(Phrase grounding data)

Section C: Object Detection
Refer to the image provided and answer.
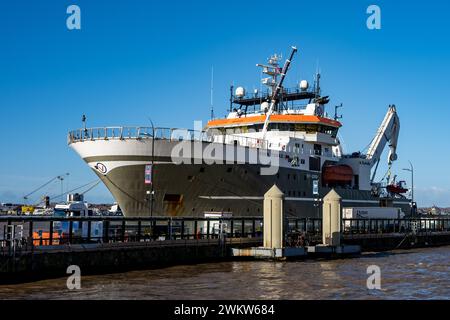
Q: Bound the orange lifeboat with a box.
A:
[322,165,353,186]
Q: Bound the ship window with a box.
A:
[331,128,338,138]
[301,159,305,165]
[295,124,307,132]
[306,124,318,133]
[187,176,194,181]
[314,144,322,156]
[227,167,232,173]
[200,167,205,173]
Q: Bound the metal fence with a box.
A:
[342,217,450,235]
[1,216,449,256]
[0,216,266,256]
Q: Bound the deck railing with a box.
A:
[68,127,269,150]
[0,216,266,256]
[2,216,449,257]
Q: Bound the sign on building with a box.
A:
[313,180,319,195]
[145,165,152,185]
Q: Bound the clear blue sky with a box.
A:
[1,0,449,206]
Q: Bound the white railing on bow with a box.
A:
[68,127,268,150]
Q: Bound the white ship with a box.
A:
[68,46,411,217]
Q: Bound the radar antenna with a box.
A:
[210,66,214,120]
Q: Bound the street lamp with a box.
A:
[403,161,414,216]
[148,118,155,217]
[57,173,70,202]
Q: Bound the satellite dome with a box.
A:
[300,80,309,91]
[235,87,246,98]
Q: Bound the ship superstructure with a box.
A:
[68,46,411,217]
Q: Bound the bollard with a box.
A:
[322,189,342,246]
[263,185,285,249]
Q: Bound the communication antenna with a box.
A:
[229,84,234,113]
[314,71,321,97]
[210,66,214,120]
[334,103,343,121]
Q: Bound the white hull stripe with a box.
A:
[342,199,379,204]
[87,161,172,175]
[199,196,264,200]
[198,196,408,205]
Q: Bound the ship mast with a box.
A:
[261,46,298,140]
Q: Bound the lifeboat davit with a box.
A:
[322,165,353,185]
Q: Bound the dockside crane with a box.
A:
[23,173,70,203]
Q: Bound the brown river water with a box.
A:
[0,246,449,300]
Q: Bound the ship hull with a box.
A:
[70,138,411,218]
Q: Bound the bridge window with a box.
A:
[314,144,322,155]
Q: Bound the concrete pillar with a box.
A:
[322,189,342,246]
[263,185,284,249]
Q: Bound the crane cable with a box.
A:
[23,175,60,200]
[40,180,100,205]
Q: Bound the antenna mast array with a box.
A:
[210,66,214,120]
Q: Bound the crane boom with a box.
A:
[261,46,298,139]
[23,176,59,200]
[366,105,400,182]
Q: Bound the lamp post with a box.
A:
[148,118,155,217]
[57,173,70,202]
[403,161,414,216]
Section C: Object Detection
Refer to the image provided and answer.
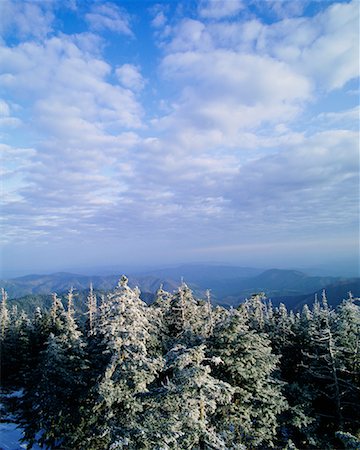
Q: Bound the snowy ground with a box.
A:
[0,422,27,450]
[0,390,40,450]
[0,422,41,450]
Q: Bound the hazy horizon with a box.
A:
[1,0,359,278]
[1,256,358,280]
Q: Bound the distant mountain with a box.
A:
[236,268,346,296]
[278,279,360,310]
[0,265,262,299]
[143,264,263,284]
[1,265,359,312]
[0,272,179,300]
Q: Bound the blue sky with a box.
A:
[0,0,359,277]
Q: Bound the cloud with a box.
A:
[0,0,358,271]
[158,49,310,149]
[256,0,309,19]
[185,1,358,92]
[229,130,359,231]
[151,11,167,28]
[85,2,133,36]
[116,64,145,92]
[164,19,212,53]
[255,0,359,91]
[198,0,244,19]
[0,30,145,244]
[314,106,359,131]
[0,35,144,131]
[0,0,54,40]
[0,99,21,128]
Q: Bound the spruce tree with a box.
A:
[75,276,163,450]
[137,344,234,450]
[299,291,359,446]
[161,282,209,350]
[20,292,88,449]
[209,308,287,448]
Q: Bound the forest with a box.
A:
[0,276,359,450]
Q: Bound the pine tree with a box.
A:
[0,287,9,339]
[209,308,287,448]
[87,283,97,335]
[299,291,359,446]
[238,292,267,331]
[0,302,31,388]
[137,344,234,450]
[333,294,360,437]
[75,276,163,449]
[20,292,88,449]
[161,282,209,349]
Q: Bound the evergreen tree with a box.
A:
[87,283,97,335]
[299,291,360,446]
[161,282,209,349]
[333,294,360,437]
[0,287,9,339]
[0,302,31,388]
[74,276,163,449]
[209,308,287,448]
[20,292,88,449]
[137,345,234,450]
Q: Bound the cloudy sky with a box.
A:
[0,0,359,277]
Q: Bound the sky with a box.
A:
[0,0,359,277]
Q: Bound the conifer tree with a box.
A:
[75,276,163,449]
[0,301,31,388]
[0,287,9,339]
[209,308,287,448]
[333,295,360,437]
[300,291,359,445]
[161,282,209,349]
[20,292,88,449]
[137,345,234,450]
[87,283,97,335]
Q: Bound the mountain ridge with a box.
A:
[1,265,359,311]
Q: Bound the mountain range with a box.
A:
[1,265,359,312]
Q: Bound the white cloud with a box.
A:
[229,130,359,230]
[159,49,311,145]
[85,3,133,36]
[0,99,21,128]
[0,0,54,40]
[314,106,360,131]
[198,0,244,19]
[257,0,308,19]
[0,36,143,131]
[185,1,358,92]
[116,64,145,92]
[0,31,145,243]
[255,0,359,91]
[151,11,167,28]
[164,19,213,53]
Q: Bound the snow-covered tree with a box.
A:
[297,291,360,445]
[75,276,163,449]
[161,282,209,349]
[0,287,9,339]
[87,283,97,335]
[0,305,31,387]
[209,308,287,448]
[20,291,88,449]
[137,344,234,450]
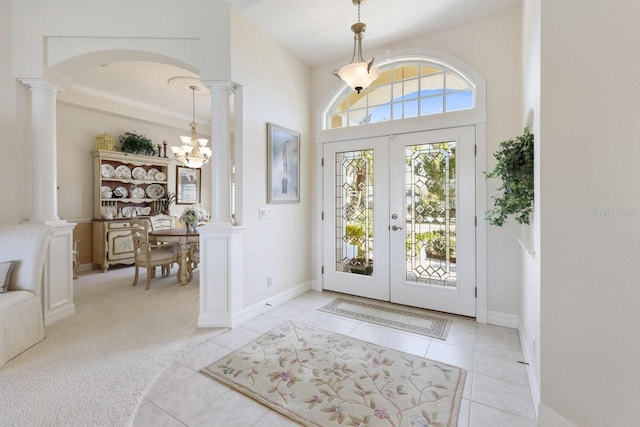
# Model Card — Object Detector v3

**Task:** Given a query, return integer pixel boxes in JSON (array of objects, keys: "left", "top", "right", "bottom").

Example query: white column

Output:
[
  {"left": 19, "top": 78, "right": 76, "bottom": 325},
  {"left": 198, "top": 81, "right": 245, "bottom": 328}
]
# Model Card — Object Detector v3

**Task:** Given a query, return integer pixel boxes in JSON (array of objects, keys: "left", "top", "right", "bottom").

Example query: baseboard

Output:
[
  {"left": 519, "top": 326, "right": 540, "bottom": 417},
  {"left": 538, "top": 402, "right": 577, "bottom": 427},
  {"left": 44, "top": 303, "right": 76, "bottom": 326},
  {"left": 234, "top": 281, "right": 313, "bottom": 327},
  {"left": 487, "top": 310, "right": 519, "bottom": 329}
]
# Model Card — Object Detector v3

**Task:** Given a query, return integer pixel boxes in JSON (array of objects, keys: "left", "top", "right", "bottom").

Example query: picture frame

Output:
[
  {"left": 175, "top": 166, "right": 201, "bottom": 205},
  {"left": 267, "top": 122, "right": 300, "bottom": 204}
]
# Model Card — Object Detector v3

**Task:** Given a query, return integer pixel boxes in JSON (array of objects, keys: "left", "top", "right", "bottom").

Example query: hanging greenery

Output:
[{"left": 485, "top": 127, "right": 534, "bottom": 226}]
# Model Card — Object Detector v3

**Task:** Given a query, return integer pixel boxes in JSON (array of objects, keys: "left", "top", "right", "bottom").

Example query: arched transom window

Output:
[{"left": 325, "top": 60, "right": 476, "bottom": 130}]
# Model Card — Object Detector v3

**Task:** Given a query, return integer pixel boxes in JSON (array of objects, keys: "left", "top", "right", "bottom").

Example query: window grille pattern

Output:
[{"left": 326, "top": 63, "right": 474, "bottom": 129}]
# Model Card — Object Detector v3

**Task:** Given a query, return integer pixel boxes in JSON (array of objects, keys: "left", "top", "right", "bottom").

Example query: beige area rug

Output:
[
  {"left": 201, "top": 321, "right": 465, "bottom": 427},
  {"left": 319, "top": 297, "right": 452, "bottom": 340},
  {"left": 0, "top": 267, "right": 225, "bottom": 427}
]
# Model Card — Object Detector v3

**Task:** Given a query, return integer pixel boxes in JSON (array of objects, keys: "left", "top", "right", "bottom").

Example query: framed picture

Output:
[
  {"left": 267, "top": 122, "right": 300, "bottom": 203},
  {"left": 176, "top": 166, "right": 201, "bottom": 205}
]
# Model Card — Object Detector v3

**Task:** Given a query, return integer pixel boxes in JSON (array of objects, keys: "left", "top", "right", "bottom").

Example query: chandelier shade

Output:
[
  {"left": 171, "top": 84, "right": 211, "bottom": 169},
  {"left": 336, "top": 0, "right": 381, "bottom": 94}
]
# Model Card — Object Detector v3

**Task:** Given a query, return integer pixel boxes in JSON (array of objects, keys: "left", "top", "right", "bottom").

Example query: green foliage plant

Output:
[
  {"left": 485, "top": 127, "right": 534, "bottom": 226},
  {"left": 119, "top": 131, "right": 157, "bottom": 156}
]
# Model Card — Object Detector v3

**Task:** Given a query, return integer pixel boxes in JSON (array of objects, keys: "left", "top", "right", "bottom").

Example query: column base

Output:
[
  {"left": 43, "top": 220, "right": 76, "bottom": 325},
  {"left": 197, "top": 223, "right": 245, "bottom": 328}
]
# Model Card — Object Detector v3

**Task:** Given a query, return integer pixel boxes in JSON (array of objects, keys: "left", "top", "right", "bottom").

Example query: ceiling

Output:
[{"left": 66, "top": 0, "right": 520, "bottom": 124}]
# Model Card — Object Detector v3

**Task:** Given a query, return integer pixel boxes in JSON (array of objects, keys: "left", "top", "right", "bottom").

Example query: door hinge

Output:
[
  {"left": 321, "top": 158, "right": 324, "bottom": 167},
  {"left": 321, "top": 265, "right": 325, "bottom": 274},
  {"left": 474, "top": 145, "right": 477, "bottom": 156},
  {"left": 475, "top": 287, "right": 478, "bottom": 298},
  {"left": 321, "top": 212, "right": 324, "bottom": 220},
  {"left": 474, "top": 215, "right": 477, "bottom": 226}
]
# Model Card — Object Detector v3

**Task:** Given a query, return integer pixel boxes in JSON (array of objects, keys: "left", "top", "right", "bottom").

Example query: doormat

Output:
[
  {"left": 201, "top": 321, "right": 465, "bottom": 427},
  {"left": 319, "top": 297, "right": 452, "bottom": 340}
]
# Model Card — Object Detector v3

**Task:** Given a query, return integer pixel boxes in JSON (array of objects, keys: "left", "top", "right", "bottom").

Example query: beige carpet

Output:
[
  {"left": 0, "top": 267, "right": 225, "bottom": 427},
  {"left": 319, "top": 297, "right": 452, "bottom": 340},
  {"left": 202, "top": 321, "right": 465, "bottom": 427}
]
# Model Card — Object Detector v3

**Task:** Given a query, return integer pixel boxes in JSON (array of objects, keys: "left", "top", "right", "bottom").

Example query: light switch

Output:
[{"left": 259, "top": 207, "right": 273, "bottom": 219}]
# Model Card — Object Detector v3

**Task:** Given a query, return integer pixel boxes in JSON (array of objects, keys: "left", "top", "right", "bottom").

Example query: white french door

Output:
[{"left": 322, "top": 127, "right": 476, "bottom": 317}]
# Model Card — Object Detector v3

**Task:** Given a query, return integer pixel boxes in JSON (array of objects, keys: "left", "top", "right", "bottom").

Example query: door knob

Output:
[{"left": 391, "top": 225, "right": 403, "bottom": 231}]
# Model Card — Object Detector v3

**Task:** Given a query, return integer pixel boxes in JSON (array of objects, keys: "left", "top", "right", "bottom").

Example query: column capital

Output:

**What needs to be done:** A verbatim transcription is needed of the lines above, starting at the line with "Q: Bound the brown river water with a box." and ending at the line with "Q: Bound the lamp post with a box.", both included, and of nothing else.

**Solution to the exercise:**
Q: Bound the brown river water with a box.
A:
[0,246,449,300]
Q: Bound the ship hull with a box.
A:
[70,138,411,218]
Q: Bound the bridge window with a box.
A:
[314,144,322,155]
Q: Bound the concrete pillar with a box.
A:
[322,189,342,246]
[263,185,284,249]
Q: Bound the crane cable with a box.
A:
[23,175,60,200]
[40,180,100,205]
Q: Bound the antenna mast array with a box.
A:
[210,66,214,120]
Q: Bound the crane boom with a box.
A:
[261,46,298,139]
[23,176,59,200]
[366,105,400,182]
Q: Bound the lamp post with a box.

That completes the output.